**BRIEF:** In the Washington Outlook text, for how long does the new law extend jobless benefits?

**EXERCISE TEXT:**
Washington Outlook: With Payroll Tax Holiday Extended, Legislative Action May Subside as Political Messaging Ramps Up In Advance of the Election

After much debate, Congress recently passed the “Middle Class Tax Relief and Job Creation Act of 2012,” and was signed into law by President Obama on February 22. This $143 billion measure maintains the two percentage-point reduction in the payroll tax through the end of the year. The new law also extends jobless benefits for between 63 weeks and 73 weeks, and prevents a sizable cut in the reimbursements doctors receive for treating Medicare patients. During the course of negotiating on the final payroll tax legislation, there were rumors that some Democratic Members would propose using carried interest as one of several tax increase measures to pay for the legislation. At the same time, Republican Members who were involved in brokering the final deal opposed permanently increasing taxes, including carried interest, to pass this temporary measure. Ultimately, Congress passed the law without including tax increases.

**INFORMATION SHOWN:**
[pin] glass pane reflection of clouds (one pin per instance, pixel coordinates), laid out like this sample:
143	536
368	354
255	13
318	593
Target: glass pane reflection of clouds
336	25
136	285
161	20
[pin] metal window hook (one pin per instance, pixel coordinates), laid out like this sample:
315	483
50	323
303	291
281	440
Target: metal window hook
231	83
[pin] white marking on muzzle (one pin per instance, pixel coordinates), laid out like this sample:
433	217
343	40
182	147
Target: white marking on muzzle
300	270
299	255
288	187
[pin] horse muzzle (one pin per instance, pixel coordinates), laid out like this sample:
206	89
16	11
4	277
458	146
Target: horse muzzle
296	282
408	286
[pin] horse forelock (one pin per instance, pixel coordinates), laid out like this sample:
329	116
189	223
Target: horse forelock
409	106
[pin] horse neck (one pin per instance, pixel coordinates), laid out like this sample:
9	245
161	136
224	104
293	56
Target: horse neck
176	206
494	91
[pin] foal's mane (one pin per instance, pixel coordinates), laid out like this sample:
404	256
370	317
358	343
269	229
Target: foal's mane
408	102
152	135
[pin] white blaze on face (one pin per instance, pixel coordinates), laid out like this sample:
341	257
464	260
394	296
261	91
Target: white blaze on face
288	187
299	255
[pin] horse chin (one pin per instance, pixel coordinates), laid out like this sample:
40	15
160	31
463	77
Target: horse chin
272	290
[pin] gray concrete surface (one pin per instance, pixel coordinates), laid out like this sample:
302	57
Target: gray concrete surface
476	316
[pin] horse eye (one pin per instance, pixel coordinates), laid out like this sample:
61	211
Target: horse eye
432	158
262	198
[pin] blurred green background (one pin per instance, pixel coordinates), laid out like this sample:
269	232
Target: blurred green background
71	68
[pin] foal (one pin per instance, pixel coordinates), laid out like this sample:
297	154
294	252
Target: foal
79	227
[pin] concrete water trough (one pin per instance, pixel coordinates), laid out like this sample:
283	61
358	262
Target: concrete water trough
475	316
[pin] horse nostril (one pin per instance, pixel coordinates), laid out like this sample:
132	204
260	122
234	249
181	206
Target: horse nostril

**EXPECTED ANSWER:** Between 63 weeks and 73 weeks.